- Pointing records -
· · ·

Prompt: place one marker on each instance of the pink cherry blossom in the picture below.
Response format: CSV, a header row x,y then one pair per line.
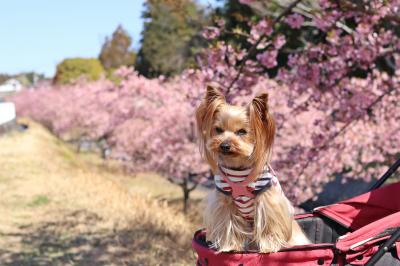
x,y
295,21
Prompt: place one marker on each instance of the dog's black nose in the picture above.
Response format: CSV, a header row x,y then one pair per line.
x,y
225,146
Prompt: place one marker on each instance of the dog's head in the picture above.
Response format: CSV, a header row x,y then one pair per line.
x,y
235,136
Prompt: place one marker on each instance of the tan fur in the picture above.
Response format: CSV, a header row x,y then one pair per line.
x,y
274,227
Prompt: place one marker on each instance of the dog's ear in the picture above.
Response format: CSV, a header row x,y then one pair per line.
x,y
263,126
213,94
205,114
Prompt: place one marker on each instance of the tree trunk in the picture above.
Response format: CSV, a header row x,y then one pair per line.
x,y
186,192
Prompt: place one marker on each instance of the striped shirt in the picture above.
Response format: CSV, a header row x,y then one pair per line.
x,y
243,191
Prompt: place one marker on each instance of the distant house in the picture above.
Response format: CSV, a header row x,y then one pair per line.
x,y
10,86
7,113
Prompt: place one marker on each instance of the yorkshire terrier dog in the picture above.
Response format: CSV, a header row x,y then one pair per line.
x,y
248,210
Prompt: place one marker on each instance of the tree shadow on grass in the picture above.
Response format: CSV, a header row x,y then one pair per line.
x,y
77,240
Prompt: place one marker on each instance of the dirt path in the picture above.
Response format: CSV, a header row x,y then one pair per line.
x,y
56,209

· · ·

- Goal of the exercise -
Write out again, exactly, the lines from the one holding "Prompt: place one marker on each instance of the tan" through the end of the listing, with both ends included.

- Result -
Prompt: place one marker on each instance of the tan fur in the picture above.
Response format: CSV, a header row x,y then one pair per line.
x,y
274,227
Prompt: place one marker on each instance of the dog's ear in the picture above.
Response format: CSV, a header row x,y then one pair per line.
x,y
263,126
213,94
205,114
Prompt: place one marker on each instance of the tree trunk in the picture above.
Response format: CSV, a header row x,y then one pair per line.
x,y
186,192
Prompt: place one marker on each instance of the striped shirt in the picture above.
Response format: CSV, a header row x,y then one pair per line.
x,y
243,191
Prompt: place one marker on each instance of the distant house in the picture above.
Response format: CSV, a header row x,y then one pair per line.
x,y
10,86
7,113
Prompt: place one marker on each instance of the yorkshire terrier dog in the picture above.
Response format: CSV, a header row x,y then one pair per line.
x,y
248,210
Prompt: place one marker on each instance of the tree shadow on grass in the picture above.
Response format: CSV, a header row x,y then one pair per line.
x,y
77,240
Prompt: place one marker on each instance of the dirt path in the picture above.
Response format: CSV, a header row x,y then one pair per line.
x,y
56,209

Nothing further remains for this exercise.